Where a line holds the word "roof", copy it from the records.

──────

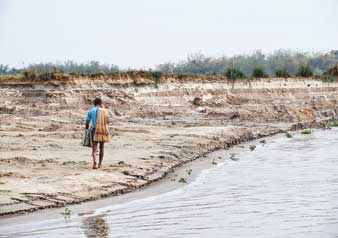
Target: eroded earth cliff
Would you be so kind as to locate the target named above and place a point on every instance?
(155, 128)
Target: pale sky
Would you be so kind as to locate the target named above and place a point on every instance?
(144, 33)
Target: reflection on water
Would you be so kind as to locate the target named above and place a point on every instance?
(285, 188)
(95, 227)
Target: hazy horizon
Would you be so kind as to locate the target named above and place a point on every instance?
(144, 33)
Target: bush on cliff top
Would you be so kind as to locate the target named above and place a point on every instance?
(282, 73)
(259, 73)
(304, 71)
(233, 73)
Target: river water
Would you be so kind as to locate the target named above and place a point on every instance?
(287, 187)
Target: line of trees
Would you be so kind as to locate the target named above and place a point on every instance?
(281, 62)
(68, 67)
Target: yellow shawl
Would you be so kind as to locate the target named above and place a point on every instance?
(101, 130)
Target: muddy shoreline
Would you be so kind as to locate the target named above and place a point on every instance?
(155, 130)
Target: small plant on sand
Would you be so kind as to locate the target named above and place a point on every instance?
(288, 135)
(182, 180)
(306, 132)
(67, 211)
(333, 123)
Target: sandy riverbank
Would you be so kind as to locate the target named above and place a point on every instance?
(155, 128)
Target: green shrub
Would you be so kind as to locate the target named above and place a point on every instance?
(259, 73)
(156, 76)
(333, 123)
(306, 132)
(288, 135)
(282, 73)
(304, 71)
(233, 73)
(29, 74)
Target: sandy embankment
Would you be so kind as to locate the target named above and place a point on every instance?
(155, 129)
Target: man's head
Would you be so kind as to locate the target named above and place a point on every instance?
(97, 102)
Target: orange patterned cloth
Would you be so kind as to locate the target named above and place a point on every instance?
(101, 130)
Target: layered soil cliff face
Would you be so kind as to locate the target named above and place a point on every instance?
(155, 128)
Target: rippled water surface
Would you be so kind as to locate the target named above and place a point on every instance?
(285, 188)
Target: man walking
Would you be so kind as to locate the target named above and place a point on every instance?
(99, 132)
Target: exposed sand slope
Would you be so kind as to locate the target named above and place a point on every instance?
(155, 129)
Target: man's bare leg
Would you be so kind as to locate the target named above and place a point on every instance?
(101, 153)
(94, 155)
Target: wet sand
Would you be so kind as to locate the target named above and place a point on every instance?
(155, 130)
(168, 184)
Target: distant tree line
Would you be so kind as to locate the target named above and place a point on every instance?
(68, 67)
(281, 63)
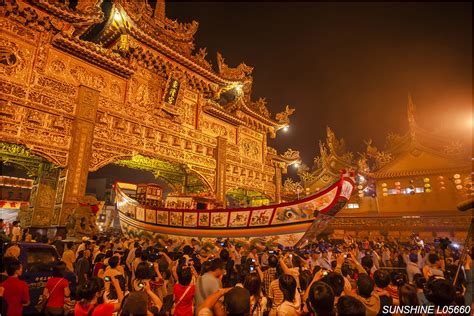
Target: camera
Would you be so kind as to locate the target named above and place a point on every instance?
(443, 242)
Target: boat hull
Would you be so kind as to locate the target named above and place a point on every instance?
(283, 223)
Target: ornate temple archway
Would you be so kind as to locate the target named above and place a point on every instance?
(84, 88)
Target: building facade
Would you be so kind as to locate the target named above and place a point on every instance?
(414, 184)
(90, 83)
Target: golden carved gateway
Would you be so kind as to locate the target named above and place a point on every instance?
(89, 84)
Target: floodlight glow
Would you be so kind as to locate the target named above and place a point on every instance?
(117, 16)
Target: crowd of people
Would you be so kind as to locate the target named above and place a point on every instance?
(143, 277)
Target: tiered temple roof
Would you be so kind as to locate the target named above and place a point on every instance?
(121, 34)
(416, 153)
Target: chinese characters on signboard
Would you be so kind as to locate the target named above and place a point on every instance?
(172, 91)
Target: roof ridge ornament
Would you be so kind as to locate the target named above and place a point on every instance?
(239, 73)
(411, 110)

──────

Exercise output:
Target: tiered temple roof
Target: roof ridge ornament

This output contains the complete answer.